Task to complete:
Begin at the line that contains "of the outstretched" and stop after the last line of the entries. Copy every line in that range, not only the coordinate lines, multiplying each coordinate in the answers by 2.35 and rounding to the nearest whole number, with halves rounded up.

Position annotation records:
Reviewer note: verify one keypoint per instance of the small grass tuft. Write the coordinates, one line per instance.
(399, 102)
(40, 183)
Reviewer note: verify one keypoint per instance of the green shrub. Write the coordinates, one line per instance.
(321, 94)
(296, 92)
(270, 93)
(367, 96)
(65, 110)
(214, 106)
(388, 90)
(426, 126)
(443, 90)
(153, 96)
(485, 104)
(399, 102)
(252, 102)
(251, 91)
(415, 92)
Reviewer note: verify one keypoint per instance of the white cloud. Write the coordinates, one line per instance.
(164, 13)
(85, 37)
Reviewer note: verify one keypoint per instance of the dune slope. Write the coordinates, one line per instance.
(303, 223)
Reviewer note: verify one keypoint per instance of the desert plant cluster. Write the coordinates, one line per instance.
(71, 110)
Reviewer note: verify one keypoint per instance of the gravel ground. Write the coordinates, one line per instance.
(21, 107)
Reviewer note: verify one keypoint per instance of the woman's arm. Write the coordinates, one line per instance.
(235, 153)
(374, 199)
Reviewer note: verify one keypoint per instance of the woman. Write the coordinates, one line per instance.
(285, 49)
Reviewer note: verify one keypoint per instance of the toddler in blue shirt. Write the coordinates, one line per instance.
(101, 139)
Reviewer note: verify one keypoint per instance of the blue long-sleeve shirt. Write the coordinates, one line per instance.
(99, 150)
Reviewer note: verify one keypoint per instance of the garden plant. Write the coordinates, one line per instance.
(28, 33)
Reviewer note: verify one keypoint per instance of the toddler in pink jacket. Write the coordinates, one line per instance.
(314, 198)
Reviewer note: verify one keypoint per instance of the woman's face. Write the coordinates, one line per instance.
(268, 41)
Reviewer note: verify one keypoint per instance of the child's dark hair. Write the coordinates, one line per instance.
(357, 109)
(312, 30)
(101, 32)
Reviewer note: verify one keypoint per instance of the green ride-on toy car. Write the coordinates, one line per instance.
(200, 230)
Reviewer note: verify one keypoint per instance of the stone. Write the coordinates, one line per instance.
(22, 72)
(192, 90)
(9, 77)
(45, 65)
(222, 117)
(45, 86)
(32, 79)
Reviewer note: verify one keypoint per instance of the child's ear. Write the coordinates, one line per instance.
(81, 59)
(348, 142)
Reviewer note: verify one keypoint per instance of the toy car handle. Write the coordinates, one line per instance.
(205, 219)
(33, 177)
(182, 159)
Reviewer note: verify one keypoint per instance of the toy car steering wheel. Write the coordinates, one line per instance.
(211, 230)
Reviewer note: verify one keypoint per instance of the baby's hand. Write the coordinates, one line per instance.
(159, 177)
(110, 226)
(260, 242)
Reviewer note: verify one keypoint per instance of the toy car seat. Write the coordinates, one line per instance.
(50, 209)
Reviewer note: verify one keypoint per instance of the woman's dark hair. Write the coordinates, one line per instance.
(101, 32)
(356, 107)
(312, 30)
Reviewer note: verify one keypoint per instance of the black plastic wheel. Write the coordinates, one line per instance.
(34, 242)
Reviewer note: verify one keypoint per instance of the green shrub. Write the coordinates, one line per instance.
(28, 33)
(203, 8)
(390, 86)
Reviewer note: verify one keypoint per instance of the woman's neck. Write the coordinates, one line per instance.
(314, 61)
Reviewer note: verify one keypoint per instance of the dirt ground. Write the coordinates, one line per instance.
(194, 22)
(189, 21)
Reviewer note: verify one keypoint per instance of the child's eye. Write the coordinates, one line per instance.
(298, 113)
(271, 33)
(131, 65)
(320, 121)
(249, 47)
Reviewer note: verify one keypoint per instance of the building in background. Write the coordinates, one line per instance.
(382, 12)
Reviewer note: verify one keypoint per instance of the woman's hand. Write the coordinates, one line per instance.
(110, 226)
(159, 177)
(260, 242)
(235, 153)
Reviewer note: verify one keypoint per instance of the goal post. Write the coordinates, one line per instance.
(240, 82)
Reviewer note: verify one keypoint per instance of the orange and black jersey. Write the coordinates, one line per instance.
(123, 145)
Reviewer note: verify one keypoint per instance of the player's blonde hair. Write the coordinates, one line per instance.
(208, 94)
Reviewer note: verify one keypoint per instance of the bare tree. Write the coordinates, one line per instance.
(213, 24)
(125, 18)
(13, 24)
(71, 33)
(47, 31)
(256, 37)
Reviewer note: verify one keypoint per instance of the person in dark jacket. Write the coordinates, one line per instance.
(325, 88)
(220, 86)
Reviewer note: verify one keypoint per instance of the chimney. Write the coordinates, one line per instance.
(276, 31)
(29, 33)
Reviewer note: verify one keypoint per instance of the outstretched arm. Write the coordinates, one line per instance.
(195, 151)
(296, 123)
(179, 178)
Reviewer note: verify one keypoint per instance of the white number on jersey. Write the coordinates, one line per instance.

Expected output:
Reviewer note: verify one keypoint per instance of the outstretched arm. Write the coordinates, one line per instance.
(458, 355)
(696, 289)
(421, 418)
Reviewer note: verify one keypoint per instance of the white number on jersey. Write the coordinates, one line per instance.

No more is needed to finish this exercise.